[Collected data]
____

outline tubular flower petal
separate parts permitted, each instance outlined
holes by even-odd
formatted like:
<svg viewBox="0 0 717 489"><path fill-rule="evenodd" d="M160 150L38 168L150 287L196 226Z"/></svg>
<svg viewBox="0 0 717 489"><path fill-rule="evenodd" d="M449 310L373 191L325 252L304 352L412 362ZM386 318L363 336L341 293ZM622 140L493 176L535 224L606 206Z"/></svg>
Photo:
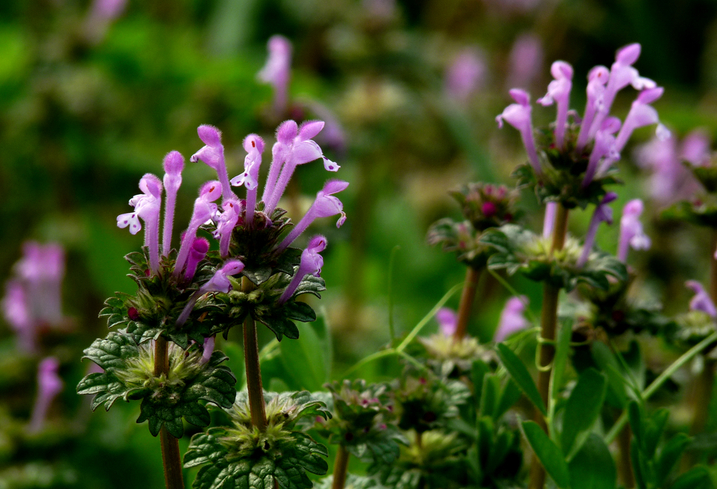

____

** Exercise brief **
When you reproduce the entries above, keep every word exactly and leave out each picture.

** Expected output **
outline tubular flower petal
separate parts permitted, each instance outlined
holes by even-odd
formatted like:
<svg viewBox="0 0 717 489"><path fill-rule="evenodd" d="M160 150L38 168L150 287L196 226Z"/></svg>
<svg viewBox="0 0 717 489"><path fill-rule="evenodd" d="M449 310L373 191L325 252L304 352L412 362ZM386 318L363 336L341 293ZM622 140L493 176L535 224L606 206Z"/></svg>
Photo:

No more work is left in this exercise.